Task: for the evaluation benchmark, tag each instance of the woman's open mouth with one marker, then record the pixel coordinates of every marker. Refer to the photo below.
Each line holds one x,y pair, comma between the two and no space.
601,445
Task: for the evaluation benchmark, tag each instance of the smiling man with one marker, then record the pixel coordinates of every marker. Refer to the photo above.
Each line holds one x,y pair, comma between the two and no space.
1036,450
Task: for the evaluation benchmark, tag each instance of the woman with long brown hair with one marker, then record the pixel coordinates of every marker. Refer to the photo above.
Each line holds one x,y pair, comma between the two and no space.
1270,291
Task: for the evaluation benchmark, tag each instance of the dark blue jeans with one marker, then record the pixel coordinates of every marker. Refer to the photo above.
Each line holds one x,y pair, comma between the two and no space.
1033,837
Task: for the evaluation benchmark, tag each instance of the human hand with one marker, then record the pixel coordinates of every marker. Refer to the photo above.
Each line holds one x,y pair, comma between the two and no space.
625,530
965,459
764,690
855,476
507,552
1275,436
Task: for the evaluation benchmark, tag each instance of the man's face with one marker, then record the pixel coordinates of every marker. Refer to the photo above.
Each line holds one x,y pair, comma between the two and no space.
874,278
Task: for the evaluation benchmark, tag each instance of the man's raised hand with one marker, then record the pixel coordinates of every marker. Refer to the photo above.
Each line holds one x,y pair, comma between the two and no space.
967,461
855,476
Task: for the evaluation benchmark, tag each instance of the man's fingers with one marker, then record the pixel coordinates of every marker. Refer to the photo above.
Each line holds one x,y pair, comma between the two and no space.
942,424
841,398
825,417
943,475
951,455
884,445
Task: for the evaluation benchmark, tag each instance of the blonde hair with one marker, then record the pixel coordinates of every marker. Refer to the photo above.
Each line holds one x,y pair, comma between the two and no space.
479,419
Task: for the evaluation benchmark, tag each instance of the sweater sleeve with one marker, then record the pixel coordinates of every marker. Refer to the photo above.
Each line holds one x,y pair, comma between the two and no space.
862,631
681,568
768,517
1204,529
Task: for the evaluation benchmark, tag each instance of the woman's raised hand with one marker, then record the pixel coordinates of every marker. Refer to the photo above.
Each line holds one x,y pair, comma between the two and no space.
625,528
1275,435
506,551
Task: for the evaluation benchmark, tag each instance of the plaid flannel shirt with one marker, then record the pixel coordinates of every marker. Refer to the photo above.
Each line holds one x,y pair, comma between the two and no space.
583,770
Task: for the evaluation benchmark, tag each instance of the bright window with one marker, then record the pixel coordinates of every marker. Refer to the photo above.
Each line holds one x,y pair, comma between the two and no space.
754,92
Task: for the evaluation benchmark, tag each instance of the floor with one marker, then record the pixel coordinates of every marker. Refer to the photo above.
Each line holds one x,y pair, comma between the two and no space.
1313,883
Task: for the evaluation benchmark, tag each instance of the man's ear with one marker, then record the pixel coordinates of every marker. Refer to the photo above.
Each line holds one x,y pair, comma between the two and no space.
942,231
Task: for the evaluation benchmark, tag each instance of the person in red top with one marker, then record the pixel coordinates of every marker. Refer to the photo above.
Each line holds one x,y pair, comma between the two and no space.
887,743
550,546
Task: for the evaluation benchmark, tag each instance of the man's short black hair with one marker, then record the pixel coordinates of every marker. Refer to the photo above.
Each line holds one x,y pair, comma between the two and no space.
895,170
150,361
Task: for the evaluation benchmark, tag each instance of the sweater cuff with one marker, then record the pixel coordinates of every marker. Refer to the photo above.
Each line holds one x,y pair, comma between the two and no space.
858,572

* * * *

• WHAT IS EXPECTED: Give all the entries again exactly; leave none out.

• EXERCISE RESULT:
Task: for the evaluation benchmark, tag each instance of the woman's open mouth with one marker, then record the pixel coordinates of every marker. Refer to the photo below.
Each line holds one x,y pair, comma between the two and no space.
601,445
Task: for the evaluation benchmark, tag each instance of the smiling man with one marker, then record the pixel coordinates of every marker. Refer to the photo above.
Each line holds one x,y pair, comma between the two and no space.
1036,450
Task: for the evaluation benchmark, tag each instance of the woman with long brown hair with one marker, then record the pixel coordinates of every marker. Refer to the photo above.
Each line holds one x,y pair, comma between the two and no space.
1270,291
Task: for the evaluation benchmark, tag each instance of the dark blue jeans with one marker, then record the pixel coordinates of every marker. Refer to the photo above.
Each line holds one x,y pair, comma between the two and no space.
1033,837
Task: for the evaluation benchmark, tag each instance of the human hand with one marker, then record the pixel coordinates of every marker. Refer to the photo above.
Each line holds one x,y pair, comma between the two and no space.
625,530
965,459
764,690
855,476
507,552
1275,436
Task: for the evaluation benchmark, tag each instance of the man's face with one marker, then record the pixel coordinates of every marker. Refer to the photo above.
Each line holds one x,y pair, comma between the two and no space.
874,278
Task: for the evaluation benchmark, tag each instance of the man's raised hand with one marker, then record the pixel coordinates of every marker. Refer to the photo above.
Each line holds one x,y pair, comma between the two and no space.
967,461
855,476
Task: for the evaluation benchmark, tag each instance of the man's fingers with one marker, then record the pixel coordinates of every marker. Refer to the photo above.
Each line holds one x,y pair, comma between the two and no space.
942,424
841,398
825,417
943,475
951,455
884,445
Task: for the evaluation benchmark, tag each instance of the blonde hair with one marker, then record the pixel coordinates of every marker. Refer to the photo above.
Each line holds one x,y pair, comma between the two and no space.
479,419
Task: for the evaluation benchmark, tag each instance of the sweater sleeve with one marker, then record the pixel coordinates of every marker. Refer to the photo above.
Each line holds one x,y pair, comma between the two and no space.
862,631
681,568
768,517
1204,529
Task: for the evaluation benchmark, tag each instance of the woman's raised hand with one marker, then record the pixel coordinates of every marker. Refer to the photo above.
Each line holds one x,y pair, comma between the two and no space.
625,528
1275,435
506,551
Task: for the evaluation benchmark, tag each instance of the plaid flannel shirt with one marker, then record the pixel coordinates of every marker. Refer to the photo above.
Each line holds one x,y pair, comma between the two and no space.
583,770
Task: for the evaluation benchmark, tag each instance of the bright window with one marker, then record the pixel coordinates of every marker. Refer to the photo above.
Each line holds one x,y pair, comma between the two and no space.
754,92
Task: for the evaluation benchmark, tag each instance of the floor with one marker, then record the pixel coordinates of every marker. Refer to the photo above.
Each line holds one x,y pair, comma between the two and no space.
1313,883
Task: for the evaluation benchmark, tag each instance of the man's ear with one marker, then record the pixel coordinates of every marker. Refer to the photo above.
Each line holds one x,y pair, comma between the two and no space.
942,231
Task: for the evaluation benchmark, tag each instance of the person in red top with one marker, then record the pixel coordinates of every marker. Refer to the photo above.
Each line holds one x,y pair, comma between the two and no space.
887,743
550,546
Task: for the evaluation benchmark, tag each instance of the man's short black hair with one marker, then record the pixel coordinates of every marker. Refer to the photo above.
Each line holds one x,y pair, comma between the two and no space.
895,170
150,361
Task: for the evaluation benchmark, tag each instance of the sweater cuff with one marker, then record the pixel coordinates of every marker. Refer to the photo above.
Each line holds one x,y pair, comma between the two and no space.
858,572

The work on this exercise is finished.